--- Goal ---
Copy out the 1080p forum thread in full, word for word.

--- Quoted passage ---
···

# 1080p



## whatchel1 (Jan 11, 2006)

Broadcast Engineering Article

1080 60p and beyond &#8230;

Nov 18, 2006 8:00 AM, By Philip Cianci

http://broadcastengineering.com/hdtv/1080P_60p/


----------



## James Long (Apr 17, 2003)

Good article. It even supports my preference (as a format) for 1080/24p (which matches the frame rate of movies ).


----------



## wje (Mar 8, 2006)

One thing I wonder about is flicker with the 24p frame rate. I can't watch PAL/SECAM transmissions because the flicker is so bad, and that's a 50i (or an effective 25p) frame rate. Of course, the flicker is made noticeable because of the scanning of the image done by CRTs. That's why (real) film isn't objectionable... you see the full frame all at once, not scanned.

Anyway, any comments or experience with this?


----------



## AllieVi (Apr 10, 2002)

I've never understood the rationale of decreasing the frame rate. If anything, I'd like to see it *increased* so that what I see is closer to reality.


----------



## William (Oct 28, 2006)

AllieVi said:


> I've never understood the rationale of decreasing the frame rate. If anything, I'd like to see it *increased* so that what I see is closer to reality.

···

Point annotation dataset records
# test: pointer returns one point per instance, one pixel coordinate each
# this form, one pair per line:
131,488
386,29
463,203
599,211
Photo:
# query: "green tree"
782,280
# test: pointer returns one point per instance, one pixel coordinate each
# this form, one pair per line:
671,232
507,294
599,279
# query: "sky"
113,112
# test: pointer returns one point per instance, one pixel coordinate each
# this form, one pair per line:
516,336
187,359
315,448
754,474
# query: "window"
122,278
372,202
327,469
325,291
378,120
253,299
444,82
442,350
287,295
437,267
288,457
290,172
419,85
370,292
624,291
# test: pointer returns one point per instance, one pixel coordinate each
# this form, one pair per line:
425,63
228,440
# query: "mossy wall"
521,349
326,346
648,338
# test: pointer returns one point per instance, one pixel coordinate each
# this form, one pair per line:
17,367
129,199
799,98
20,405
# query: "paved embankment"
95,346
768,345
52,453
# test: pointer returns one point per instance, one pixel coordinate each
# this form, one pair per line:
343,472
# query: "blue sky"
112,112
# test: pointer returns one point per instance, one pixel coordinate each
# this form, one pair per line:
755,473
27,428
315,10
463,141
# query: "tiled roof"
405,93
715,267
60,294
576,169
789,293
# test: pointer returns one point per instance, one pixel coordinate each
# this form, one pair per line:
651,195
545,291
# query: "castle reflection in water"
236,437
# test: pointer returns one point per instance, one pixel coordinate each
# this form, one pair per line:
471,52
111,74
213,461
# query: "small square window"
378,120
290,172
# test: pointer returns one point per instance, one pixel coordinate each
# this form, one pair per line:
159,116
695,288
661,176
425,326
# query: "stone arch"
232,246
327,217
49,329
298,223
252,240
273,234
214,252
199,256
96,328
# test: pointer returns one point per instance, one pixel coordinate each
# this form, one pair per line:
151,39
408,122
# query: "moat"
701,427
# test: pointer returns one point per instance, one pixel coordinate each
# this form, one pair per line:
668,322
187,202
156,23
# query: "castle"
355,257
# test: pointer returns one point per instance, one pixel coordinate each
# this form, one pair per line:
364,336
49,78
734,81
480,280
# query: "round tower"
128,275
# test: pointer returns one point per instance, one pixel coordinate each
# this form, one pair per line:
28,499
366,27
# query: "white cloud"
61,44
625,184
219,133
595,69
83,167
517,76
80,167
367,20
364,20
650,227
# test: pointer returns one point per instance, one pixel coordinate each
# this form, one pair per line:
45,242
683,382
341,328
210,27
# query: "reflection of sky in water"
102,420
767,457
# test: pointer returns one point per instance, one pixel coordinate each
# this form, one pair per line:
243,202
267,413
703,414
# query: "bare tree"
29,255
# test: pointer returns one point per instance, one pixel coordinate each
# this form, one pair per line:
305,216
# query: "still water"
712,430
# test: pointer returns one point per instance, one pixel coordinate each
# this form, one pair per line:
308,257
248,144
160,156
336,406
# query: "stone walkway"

···

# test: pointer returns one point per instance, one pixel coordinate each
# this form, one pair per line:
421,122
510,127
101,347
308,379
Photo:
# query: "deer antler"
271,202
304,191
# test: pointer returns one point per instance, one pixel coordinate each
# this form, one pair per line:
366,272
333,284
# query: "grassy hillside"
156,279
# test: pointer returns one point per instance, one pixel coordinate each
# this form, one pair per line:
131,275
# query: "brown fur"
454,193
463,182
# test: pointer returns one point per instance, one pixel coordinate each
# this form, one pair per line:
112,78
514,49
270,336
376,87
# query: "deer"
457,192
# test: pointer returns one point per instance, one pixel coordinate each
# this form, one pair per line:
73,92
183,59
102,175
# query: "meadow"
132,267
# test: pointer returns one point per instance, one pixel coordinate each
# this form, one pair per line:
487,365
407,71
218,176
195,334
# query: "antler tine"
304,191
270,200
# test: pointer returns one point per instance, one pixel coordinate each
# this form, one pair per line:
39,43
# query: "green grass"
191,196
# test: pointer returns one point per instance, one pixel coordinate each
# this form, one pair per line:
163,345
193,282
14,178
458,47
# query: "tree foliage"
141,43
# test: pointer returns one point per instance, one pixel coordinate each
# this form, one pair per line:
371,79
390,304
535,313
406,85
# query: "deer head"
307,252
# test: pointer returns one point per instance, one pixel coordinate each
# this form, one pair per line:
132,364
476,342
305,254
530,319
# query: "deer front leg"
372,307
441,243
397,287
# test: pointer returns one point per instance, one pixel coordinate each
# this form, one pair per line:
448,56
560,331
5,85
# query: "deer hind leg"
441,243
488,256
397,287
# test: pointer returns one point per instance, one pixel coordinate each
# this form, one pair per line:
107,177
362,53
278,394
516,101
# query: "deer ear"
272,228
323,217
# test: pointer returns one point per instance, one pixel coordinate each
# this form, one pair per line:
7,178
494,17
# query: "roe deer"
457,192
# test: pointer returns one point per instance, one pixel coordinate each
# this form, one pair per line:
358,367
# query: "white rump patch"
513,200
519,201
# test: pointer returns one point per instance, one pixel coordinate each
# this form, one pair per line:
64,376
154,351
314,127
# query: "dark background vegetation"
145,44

···

--- Problem solution ---
# 1080p



## whatchel1 (Jan 11, 2006)

Broadcast Engineering Article

1080 60p and beyond &#8230;

Nov 18, 2006 8:00 AM, By Philip Cianci

http://broadcastengineering.com/hdtv/1080P_60p/


----------



## James Long (Apr 17, 2003)

Good article. It even supports my preference (as a format) for 1080/24p (which matches the frame rate of movies ).


----------



## wje (Mar 8, 2006)

One thing I wonder about is flicker with the 24p frame rate. I can't watch PAL/SECAM transmissions because the flicker is so bad, and that's a 50i (or an effective 25p) frame rate. Of course, the flicker is made noticeable because of the scanning of the image done by CRTs. That's why (real) film isn't objectionable... you see the full frame all at once, not scanned.

Anyway, any comments or experience with this?


----------



## AllieVi (Apr 10, 2002)

I've never understood the rationale of decreasing the frame rate. If anything, I'd like to see it *increased* so that what I see is closer to reality.


----------



## William (Oct 28, 2006)

AllieVi said:


> I've never understood the rationale of decreasing the frame rate. If anything, I'd like to see it *increased* so that what I see is closer to reality.